• Problem 1
In the PyMC3 forum thread, which theano function does the reply suggest for doing operations along some dimensions?
• Problem 2
In one to three sentences, explain why the PyMC3 forum thread recommends the default sampler over the Metropolis sampler in this case.
• Problem 3
From the PyMC3 forum thread, write out the passage starting with "Another 2 comments" and going on through "much more efficient.".

• Document extract
• • •
The problem is when I run this code this is the output I get from the console:
logp = -inf, ||grad|| = 12.207: 100%|##############################################| 3/3 [00:00<00:00, 28.29it/s]
{‘beta’: array([ -8.19231921e-01, -8.18577127e-17]), ‘alpha’: array([ 0.57346234, 0. ]), ‘z0’: array(0), ‘z1’: array(0), ‘z2’: array(0), ‘z3’: array(0), ‘z4’: array(0), ‘z5’: array(0), ‘z6’: array(0), ‘z7’: array(0), ‘z8’: array(0), ‘z9’: array(0), ‘z10’: array(0), ‘z11’: array(0), ‘z12’: array(0), ‘z13’: array(0), ‘z14’: array(0), ‘z15’: array(0), ‘z16’: array(0), ‘z17’: array(0), ‘z18’: array(0), ‘z19’: array(0)}

After that nothing happens and it hangs forever. I can implement this algorithm by directly working out the posterior full conditionals and build a class where I can iteratively sample using Gibbs, but I want to make it work using PyMC3 but it seems like I am doing something wrong. Please help!


Including a multivariate constrained improper prior in a hierachical model
#2

You should use the default sampler (i.e., doing trace = pm.sample(...)), as Metropolis sampler does not provides valid proposal in this case (it has symmetric kernel which means the sampling of zz easily goes outside of the supported 0, 1 value and thus all rejected).

In addition, you should rewrite the nested for loop - they are expensive and quite inefficient under theano.


#3

Is there a suggested way of eliminating the for loop given that I have variables like y and d which have 2 subscripts (i and j)? I tried before but it would just throw unclear errors over and over. Also do you think the rest of the code correct? It is my first time using PyMC3 so I am very unsure of what im doing even after reading the documentation.


#4

In general, you want to think in terms of matrix multiplication, which do away the loop over some dimensions. For example, use tensordot from theano to do operation along some dimensions.

Another 2 comments on your models are:

  1. sd=1000 is likely too wide even for a weakly informative prior
  2. latent labels (ie., pm.Bernoulli('z'+str(i), psi)) is usually difficult to sample from efficiently (unless the dimension is low), rewriting it to a marginalized mixture model is much more efficient.
• • •
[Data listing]
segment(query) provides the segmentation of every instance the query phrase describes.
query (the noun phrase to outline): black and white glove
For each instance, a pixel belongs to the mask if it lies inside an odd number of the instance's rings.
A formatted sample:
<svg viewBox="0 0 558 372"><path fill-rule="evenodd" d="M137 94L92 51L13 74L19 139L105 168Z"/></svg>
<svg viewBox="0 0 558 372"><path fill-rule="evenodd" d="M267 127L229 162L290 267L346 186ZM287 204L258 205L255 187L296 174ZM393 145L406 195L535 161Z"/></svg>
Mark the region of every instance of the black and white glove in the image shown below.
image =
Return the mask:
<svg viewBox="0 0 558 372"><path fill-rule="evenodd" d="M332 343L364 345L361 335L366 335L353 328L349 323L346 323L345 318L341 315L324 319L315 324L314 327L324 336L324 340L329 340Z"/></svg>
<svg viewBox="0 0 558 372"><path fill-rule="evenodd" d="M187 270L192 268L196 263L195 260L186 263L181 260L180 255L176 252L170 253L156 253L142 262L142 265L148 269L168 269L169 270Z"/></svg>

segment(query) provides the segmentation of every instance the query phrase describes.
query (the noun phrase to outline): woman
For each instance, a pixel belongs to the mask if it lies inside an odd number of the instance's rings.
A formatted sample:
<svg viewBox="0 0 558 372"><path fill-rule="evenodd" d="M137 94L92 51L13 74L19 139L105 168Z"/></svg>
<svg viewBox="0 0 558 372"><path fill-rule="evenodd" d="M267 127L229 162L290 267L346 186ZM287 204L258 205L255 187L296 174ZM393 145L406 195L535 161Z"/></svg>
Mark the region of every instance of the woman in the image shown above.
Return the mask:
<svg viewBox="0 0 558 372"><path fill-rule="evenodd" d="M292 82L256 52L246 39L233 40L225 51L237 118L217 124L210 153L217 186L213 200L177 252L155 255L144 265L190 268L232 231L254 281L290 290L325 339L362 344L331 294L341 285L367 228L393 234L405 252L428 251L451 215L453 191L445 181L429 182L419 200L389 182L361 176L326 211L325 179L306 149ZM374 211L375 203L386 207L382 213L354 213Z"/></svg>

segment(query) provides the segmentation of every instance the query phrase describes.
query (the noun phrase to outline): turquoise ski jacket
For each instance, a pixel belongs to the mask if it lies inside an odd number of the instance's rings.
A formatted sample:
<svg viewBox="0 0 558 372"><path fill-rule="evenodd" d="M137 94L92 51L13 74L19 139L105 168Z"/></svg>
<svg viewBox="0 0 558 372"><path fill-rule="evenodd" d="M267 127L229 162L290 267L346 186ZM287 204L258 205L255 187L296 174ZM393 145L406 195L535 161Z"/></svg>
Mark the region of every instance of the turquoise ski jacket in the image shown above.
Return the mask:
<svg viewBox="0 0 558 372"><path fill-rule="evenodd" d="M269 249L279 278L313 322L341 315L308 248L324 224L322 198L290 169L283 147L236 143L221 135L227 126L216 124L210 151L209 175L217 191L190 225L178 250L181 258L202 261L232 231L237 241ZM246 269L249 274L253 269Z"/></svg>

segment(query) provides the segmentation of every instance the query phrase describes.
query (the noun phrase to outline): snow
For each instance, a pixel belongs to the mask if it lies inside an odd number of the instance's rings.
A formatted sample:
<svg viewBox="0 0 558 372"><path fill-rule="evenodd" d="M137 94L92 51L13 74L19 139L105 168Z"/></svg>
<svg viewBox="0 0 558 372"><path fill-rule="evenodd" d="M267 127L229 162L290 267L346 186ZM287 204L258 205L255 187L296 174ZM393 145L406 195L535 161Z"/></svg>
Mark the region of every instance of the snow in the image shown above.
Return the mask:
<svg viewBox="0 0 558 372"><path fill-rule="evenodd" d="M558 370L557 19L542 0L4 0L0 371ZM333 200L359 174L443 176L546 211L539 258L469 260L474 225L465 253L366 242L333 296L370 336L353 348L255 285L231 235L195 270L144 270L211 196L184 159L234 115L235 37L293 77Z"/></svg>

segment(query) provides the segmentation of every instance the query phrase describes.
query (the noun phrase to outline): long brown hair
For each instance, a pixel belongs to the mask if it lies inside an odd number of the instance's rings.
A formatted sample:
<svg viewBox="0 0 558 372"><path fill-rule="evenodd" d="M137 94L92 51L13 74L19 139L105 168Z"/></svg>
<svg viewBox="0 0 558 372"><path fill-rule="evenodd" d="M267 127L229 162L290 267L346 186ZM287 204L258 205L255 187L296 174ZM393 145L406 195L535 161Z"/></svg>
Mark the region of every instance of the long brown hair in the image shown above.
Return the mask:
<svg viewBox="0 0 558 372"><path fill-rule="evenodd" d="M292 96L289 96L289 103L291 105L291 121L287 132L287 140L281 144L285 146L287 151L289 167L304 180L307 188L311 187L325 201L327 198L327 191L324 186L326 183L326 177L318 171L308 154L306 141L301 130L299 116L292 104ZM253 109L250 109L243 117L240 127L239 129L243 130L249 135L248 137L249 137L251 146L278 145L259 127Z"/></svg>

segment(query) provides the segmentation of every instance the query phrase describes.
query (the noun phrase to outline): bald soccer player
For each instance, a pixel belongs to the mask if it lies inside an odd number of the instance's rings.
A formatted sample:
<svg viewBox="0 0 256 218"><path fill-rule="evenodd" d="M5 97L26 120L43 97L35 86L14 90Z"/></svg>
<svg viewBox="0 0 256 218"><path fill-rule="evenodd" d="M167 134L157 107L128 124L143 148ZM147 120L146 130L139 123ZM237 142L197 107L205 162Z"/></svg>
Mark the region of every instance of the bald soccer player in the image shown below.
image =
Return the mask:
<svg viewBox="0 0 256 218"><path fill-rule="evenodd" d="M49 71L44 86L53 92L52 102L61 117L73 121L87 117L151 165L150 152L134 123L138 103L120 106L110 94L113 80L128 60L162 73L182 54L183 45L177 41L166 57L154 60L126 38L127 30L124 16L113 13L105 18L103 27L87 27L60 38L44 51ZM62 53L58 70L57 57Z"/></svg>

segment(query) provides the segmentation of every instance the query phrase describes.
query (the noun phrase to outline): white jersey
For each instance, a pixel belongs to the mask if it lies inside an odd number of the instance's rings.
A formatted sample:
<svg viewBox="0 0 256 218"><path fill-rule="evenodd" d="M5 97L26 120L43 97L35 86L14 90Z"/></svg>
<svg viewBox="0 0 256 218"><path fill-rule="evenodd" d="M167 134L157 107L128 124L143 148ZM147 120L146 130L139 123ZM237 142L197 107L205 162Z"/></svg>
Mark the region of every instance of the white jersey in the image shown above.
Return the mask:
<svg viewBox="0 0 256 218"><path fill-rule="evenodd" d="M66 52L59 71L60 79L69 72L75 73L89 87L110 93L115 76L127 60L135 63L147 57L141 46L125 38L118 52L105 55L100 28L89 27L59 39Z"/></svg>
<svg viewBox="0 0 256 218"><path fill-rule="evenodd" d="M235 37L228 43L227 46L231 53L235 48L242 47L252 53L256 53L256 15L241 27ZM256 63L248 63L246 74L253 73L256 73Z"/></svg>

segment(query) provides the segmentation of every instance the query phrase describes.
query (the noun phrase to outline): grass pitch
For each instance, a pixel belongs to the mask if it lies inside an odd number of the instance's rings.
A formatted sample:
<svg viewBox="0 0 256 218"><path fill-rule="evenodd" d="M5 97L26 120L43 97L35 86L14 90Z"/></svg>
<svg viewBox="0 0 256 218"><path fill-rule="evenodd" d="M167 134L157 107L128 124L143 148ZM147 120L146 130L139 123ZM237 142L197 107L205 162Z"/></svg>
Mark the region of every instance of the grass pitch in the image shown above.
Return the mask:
• • •
• Full solution 1
It suggests tensordot.

• Full solution 2
The Metropolis sampler does not give valid proposals here. Its kernel is symmetric, so the sampling of the latent variable easily goes outside the supported values 0 and 1, and all those proposals are rejected.

• Full solution 3
Another 2 comments on your models are:

  1. sd=1000 is likely too wide even for a weakly informative prior
  2. latent labels (ie., pm.Bernoulli('z'+str(i), psi)) is usually difficult to sample from efficiently (unless the dimension is low), rewriting it to a marginalized mixture model is much more efficient.